→ Work to complete
1/ Repeat word for word the part of the tree-climbing passage below, from "So climbing trees" up to and including "nor less frightening.".
2/ Go on with the childhood tree-climbing passage below, picking up right after its last sentence.
━━━ Text provided
So climbing trees was an interesting thing to love doing. This was never a case of “Oh no, what have I done?” I always knew when I started the climb that I would have trouble getting down. But the climb up was so exhilarating that I almost always chose to climb anyway. Among other things, I knew that I couldn’t stay up in the tree forever. I would eventually need to eat and sleep, and I could do neither while up in the tree. So I knew from the get-go that I would eventually force myself to climb down. But the climb down never got any easier nor less frightening.
I’ve thought a lot about why I loved it so much, because it was more than just the exhilaration and the view. I think it had to do with the feeling that while I was up in a tall tree, nothing bad could get to me. As a child, I couldn’t depend on my environment. It would be nurturing one minute, and 5 minutes later it still might be, or it might not. I retreated into fantasy worlds based on fictional characters and settings from the books my mom read to me. I excelled in school, mostly, and that also became a retreat. It took me awhile to figure out how to read (I’m moderately dyslexic), but once I did, then new worlds became available to me any time I opened a book. Worlds where there might be danger, but worlds in which I knew that everything would eventually turn out all right. The characters were so brave in those books. At least once I progressed beyond “See Spot run.” (Spot was a dog, for those of you who didn’t grow up on those readers.)
━━━━━━
━━━ Data listing
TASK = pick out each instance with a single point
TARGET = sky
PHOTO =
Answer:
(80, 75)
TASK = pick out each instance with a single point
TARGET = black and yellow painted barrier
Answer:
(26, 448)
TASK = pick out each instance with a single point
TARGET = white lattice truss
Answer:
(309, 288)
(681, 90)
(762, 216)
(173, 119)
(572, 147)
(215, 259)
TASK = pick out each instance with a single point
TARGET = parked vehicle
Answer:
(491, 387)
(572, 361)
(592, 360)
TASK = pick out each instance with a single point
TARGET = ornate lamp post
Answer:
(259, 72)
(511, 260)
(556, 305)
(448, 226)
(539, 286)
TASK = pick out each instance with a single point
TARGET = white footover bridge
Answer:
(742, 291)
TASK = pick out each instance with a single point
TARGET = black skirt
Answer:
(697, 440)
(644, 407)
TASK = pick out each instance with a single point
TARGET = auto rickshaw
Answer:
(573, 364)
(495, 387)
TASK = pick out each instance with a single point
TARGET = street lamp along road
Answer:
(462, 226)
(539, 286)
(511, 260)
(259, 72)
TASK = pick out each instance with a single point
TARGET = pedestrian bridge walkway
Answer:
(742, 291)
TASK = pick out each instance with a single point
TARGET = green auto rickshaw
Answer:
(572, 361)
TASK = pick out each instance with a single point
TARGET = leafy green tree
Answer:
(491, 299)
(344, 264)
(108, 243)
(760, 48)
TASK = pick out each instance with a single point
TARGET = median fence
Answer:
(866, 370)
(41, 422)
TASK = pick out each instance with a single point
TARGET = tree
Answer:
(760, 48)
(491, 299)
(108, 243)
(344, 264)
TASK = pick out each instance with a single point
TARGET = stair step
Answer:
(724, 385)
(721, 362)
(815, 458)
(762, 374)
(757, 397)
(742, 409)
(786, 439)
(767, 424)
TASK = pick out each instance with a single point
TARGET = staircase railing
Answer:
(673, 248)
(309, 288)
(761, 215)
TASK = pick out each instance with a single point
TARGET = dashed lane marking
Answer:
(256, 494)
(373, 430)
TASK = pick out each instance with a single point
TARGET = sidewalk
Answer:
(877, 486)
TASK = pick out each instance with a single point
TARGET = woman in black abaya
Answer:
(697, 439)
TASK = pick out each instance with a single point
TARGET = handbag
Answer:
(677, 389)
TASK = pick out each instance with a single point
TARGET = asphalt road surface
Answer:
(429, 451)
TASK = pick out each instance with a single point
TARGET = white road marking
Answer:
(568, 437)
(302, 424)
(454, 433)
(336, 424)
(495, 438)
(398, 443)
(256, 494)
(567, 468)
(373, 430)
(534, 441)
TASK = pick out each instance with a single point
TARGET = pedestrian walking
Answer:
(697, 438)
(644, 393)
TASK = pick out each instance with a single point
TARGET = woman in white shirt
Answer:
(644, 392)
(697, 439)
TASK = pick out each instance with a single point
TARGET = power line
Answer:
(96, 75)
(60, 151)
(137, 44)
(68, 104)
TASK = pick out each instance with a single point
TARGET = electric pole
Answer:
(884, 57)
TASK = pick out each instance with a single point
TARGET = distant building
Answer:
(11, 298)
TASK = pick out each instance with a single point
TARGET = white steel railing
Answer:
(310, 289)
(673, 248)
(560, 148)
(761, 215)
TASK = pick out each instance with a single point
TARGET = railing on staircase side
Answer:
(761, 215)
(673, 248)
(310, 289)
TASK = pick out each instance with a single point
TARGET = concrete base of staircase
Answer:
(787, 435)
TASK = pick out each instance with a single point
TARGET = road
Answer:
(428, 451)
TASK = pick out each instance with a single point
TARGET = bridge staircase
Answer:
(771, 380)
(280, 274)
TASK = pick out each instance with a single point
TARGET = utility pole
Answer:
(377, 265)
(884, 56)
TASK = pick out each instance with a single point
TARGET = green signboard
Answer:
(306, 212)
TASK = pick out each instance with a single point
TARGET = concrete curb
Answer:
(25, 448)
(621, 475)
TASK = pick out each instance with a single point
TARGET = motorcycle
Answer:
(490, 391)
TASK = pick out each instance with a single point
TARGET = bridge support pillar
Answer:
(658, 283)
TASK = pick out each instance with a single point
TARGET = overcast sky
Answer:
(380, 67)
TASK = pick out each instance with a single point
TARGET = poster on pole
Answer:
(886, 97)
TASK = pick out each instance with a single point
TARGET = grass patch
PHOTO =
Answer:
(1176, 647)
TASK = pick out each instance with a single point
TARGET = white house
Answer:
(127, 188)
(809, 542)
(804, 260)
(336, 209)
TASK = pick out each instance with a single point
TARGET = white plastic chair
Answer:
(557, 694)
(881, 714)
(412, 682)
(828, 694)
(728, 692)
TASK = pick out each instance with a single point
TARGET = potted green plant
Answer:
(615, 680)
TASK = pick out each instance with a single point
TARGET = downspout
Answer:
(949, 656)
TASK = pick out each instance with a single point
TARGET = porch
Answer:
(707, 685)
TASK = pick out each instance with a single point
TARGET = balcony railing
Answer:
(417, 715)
━━━━━━
→ Expected results
1/
So climbing trees was an interesting thing to love doing. This was never a case of “Oh no, what have I done?” I always knew when I started the climb that I would have trouble getting down. But the climb up was so exhilarating that I almost always chose to climb anyway. Among other things, I knew that I couldn’t stay up in the tree forever. I would eventually need to eat and sleep, and I could do neither while up in the tree. So I knew from the get-go that I would eventually force myself to climb down. But the climb down never got any easier nor less frightening.

2/
Here’s the important thing, though. Everything turned out ok in those books because the main character was frightened of something bad, and she faced it. She (or he) not only faced it, she did something about it. It didn’t mean the fear went away. It didn’t mean she just resigned herself to evil. She fought against the bad thing, whether it was a monster, an evil stepmother, or a thief. She fought against it (usually with help from a friend), and she kept on fighting against it until things were put right. Those books of fiction I read when I was a kid gave me the courage to keep putting one foot in front of the other with the hope that one day things would be better. I think climbing down from trees even though I was afraid was part of that. I think it was a tangible way that I could prove to myself that I could be brave, even if only for an hour or so.